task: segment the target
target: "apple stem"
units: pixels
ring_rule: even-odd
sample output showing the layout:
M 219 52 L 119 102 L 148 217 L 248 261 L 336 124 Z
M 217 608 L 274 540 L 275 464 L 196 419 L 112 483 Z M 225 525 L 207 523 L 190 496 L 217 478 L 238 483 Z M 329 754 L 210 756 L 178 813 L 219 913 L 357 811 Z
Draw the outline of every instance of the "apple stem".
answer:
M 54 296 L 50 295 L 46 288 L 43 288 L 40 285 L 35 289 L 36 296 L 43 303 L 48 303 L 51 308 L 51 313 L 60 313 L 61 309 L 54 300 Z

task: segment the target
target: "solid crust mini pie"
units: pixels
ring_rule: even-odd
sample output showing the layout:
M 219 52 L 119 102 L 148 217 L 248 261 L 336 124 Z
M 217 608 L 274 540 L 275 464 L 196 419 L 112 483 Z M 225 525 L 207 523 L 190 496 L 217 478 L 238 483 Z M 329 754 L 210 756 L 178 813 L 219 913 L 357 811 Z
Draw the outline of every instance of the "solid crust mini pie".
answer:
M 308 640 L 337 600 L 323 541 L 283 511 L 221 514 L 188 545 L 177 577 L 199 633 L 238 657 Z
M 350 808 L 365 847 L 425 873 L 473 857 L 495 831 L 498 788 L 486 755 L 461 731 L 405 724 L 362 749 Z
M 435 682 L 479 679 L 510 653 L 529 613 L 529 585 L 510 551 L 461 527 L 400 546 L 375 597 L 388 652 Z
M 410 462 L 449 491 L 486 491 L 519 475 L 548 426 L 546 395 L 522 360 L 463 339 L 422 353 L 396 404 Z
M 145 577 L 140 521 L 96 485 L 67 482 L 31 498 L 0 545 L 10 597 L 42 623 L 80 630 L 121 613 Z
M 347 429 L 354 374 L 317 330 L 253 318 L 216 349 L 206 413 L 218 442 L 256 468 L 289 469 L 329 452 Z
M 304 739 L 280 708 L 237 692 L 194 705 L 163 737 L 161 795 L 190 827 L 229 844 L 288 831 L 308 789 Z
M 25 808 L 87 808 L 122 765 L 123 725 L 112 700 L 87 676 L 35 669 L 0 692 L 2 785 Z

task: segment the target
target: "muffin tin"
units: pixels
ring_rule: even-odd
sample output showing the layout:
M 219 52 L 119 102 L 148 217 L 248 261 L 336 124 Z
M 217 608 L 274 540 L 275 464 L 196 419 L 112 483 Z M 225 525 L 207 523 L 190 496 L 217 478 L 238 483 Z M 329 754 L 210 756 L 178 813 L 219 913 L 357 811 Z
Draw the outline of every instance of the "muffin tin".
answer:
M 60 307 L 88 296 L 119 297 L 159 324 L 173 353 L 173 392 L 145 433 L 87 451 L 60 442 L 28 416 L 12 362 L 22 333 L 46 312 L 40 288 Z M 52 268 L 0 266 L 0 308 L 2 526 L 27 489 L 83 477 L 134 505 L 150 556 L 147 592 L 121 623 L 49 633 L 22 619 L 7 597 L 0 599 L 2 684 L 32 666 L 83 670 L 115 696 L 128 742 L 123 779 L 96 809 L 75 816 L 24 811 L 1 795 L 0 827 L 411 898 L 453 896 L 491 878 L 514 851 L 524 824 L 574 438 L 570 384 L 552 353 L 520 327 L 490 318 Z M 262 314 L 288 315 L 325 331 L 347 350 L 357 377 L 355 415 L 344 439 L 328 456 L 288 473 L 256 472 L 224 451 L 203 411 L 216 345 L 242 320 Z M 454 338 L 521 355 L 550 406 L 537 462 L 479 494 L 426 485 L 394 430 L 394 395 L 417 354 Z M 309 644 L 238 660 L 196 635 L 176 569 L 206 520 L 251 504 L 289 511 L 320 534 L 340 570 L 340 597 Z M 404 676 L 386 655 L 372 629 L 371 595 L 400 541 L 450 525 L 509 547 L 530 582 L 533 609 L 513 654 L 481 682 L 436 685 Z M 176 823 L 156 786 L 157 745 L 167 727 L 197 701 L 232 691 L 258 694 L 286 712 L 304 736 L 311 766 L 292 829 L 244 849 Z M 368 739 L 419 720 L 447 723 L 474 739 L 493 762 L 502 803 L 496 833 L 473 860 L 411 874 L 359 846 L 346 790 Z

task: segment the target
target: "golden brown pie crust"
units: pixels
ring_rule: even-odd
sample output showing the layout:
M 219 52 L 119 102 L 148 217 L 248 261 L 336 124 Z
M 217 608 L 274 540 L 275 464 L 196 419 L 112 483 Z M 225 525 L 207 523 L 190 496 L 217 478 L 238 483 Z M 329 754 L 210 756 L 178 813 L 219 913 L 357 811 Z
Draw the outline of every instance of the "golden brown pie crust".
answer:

********************

**What you are asked to do:** Rewrite all the records above as one numbered list with one line per item, omitting the blank lines.

**Correct result:**
1. task: segment the target
2. target: "apple stem"
3. units: pixels
4. ring_rule: even-odd
5. sample output showing the layout:
6. M 219 52 L 119 102 L 148 217 L 248 261 L 336 124 Z
7. M 217 608 L 274 540 L 275 464 L 196 419 L 112 483 Z M 225 525 L 207 523 L 190 496 L 217 478 L 238 483 Z M 329 754 L 210 756 L 178 813 L 219 913 L 357 811 Z
8. Draw the outline of every instance of the "apple stem".
9. answer:
10. M 54 296 L 50 295 L 46 288 L 43 288 L 40 285 L 35 289 L 36 296 L 43 303 L 48 303 L 51 308 L 51 313 L 60 313 L 61 309 L 54 300 Z
11. task: segment the target
12. target: "solid crust mini pie"
13. units: pixels
14. ring_rule: even-odd
15. sample output showing the layout:
16. M 219 52 L 119 102 L 148 217 L 248 261 L 336 124 Z
17. M 217 608 L 274 540 L 275 464 L 196 419 L 112 483 Z M 225 525 L 207 523 L 190 496 L 217 478 L 238 483 Z M 329 754 L 210 756 L 178 813 L 219 913 L 357 811 Z
18. Draw the outline of every instance of the "solid crust mini pie".
19. answer:
20. M 308 640 L 337 600 L 323 541 L 283 511 L 221 514 L 188 545 L 177 577 L 199 633 L 238 657 Z
21. M 350 808 L 365 847 L 425 873 L 473 857 L 495 831 L 498 788 L 486 755 L 461 731 L 405 724 L 362 749 Z
22. M 435 682 L 479 679 L 510 653 L 529 613 L 529 585 L 510 551 L 461 527 L 400 546 L 375 597 L 388 652 Z
23. M 410 462 L 449 491 L 486 491 L 519 475 L 548 426 L 546 395 L 522 360 L 463 339 L 422 353 L 396 404 Z
24. M 145 577 L 140 521 L 96 485 L 67 482 L 31 498 L 0 545 L 10 597 L 42 623 L 80 630 L 121 613 Z
25. M 347 429 L 354 374 L 317 330 L 253 318 L 216 349 L 206 413 L 218 442 L 256 468 L 289 469 L 329 452 Z
26. M 304 739 L 280 708 L 237 692 L 194 705 L 163 737 L 161 795 L 190 827 L 229 844 L 288 831 L 308 789 Z
27. M 25 808 L 87 808 L 122 765 L 123 725 L 112 700 L 87 676 L 35 669 L 0 692 L 2 785 Z
28. task: segment the target
29. target: "muffin tin"
30. units: pixels
31. ring_rule: even-odd
32. sample output showing the layout:
33. M 219 52 L 119 102 L 148 217 L 248 261 L 336 124 Z
34. M 217 608 L 274 540 L 275 464 L 196 419 L 112 483 Z M 225 525 L 207 523 L 190 496 L 217 478 L 238 483 Z M 329 754 L 210 756 L 178 813 L 219 913 L 357 811 Z
35. Draw the outline of every instance of the "muffin tin".
36. answer:
37. M 60 307 L 88 296 L 119 297 L 159 324 L 173 353 L 173 392 L 145 433 L 87 451 L 60 442 L 28 416 L 12 362 L 22 333 L 46 312 L 40 288 Z M 52 268 L 0 266 L 0 308 L 2 526 L 27 489 L 83 477 L 134 505 L 150 556 L 147 592 L 121 623 L 49 633 L 22 619 L 7 597 L 0 599 L 2 684 L 32 666 L 83 670 L 115 696 L 128 742 L 123 779 L 96 809 L 75 816 L 24 811 L 1 795 L 0 827 L 411 898 L 453 896 L 491 878 L 514 851 L 524 824 L 574 438 L 570 384 L 552 353 L 520 327 L 490 318 Z M 262 314 L 288 315 L 325 331 L 347 350 L 357 377 L 355 415 L 344 439 L 328 456 L 288 473 L 256 472 L 224 451 L 203 411 L 216 345 L 242 320 Z M 454 338 L 521 355 L 550 406 L 537 462 L 479 494 L 426 485 L 394 430 L 394 395 L 417 354 Z M 309 644 L 238 660 L 196 635 L 176 569 L 206 520 L 251 504 L 289 511 L 320 534 L 340 570 L 340 597 Z M 404 676 L 386 655 L 372 629 L 371 595 L 400 541 L 450 525 L 509 547 L 530 582 L 533 609 L 513 654 L 481 682 L 436 685 Z M 176 823 L 156 786 L 157 745 L 167 727 L 197 701 L 232 691 L 258 694 L 286 712 L 304 736 L 311 766 L 292 829 L 244 849 Z M 368 739 L 419 720 L 447 723 L 474 739 L 493 762 L 502 803 L 496 833 L 473 860 L 411 874 L 359 846 L 346 790 Z
38. task: segment the target
39. target: "golden brown pie crust"
40. units: pixels
41. ring_rule: even-odd
42. sample output showing the layout:
43. M 219 52 L 119 102 L 148 217 L 248 261 L 336 124 Z
44. M 217 608 L 274 540 L 275 464 L 196 419 L 112 483 Z M 225 525 L 207 523 L 190 496 L 217 478 L 238 483 Z M 329 754 L 210 756 L 178 813 L 219 913 L 357 811 Z
45. Draw the outline of every instance of the "golden brown pie crust".
46. answer:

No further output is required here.